_Your task:_
Only the number is needed. Please count the lines below in which the word "animal" occurs.

Records supplied START

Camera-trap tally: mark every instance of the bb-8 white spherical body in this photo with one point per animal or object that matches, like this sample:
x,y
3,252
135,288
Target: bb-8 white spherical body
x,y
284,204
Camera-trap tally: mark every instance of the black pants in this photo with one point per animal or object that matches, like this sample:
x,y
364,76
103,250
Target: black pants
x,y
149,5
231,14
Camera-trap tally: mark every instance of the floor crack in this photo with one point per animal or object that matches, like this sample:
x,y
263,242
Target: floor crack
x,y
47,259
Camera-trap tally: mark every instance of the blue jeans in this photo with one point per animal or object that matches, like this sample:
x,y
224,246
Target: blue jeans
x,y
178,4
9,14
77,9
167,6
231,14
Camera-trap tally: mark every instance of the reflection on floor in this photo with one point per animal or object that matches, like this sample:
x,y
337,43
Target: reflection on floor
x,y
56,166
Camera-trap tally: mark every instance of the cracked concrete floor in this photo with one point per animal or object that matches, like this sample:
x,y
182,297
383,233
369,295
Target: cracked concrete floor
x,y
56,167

Records supplied END

_Task answer:_
6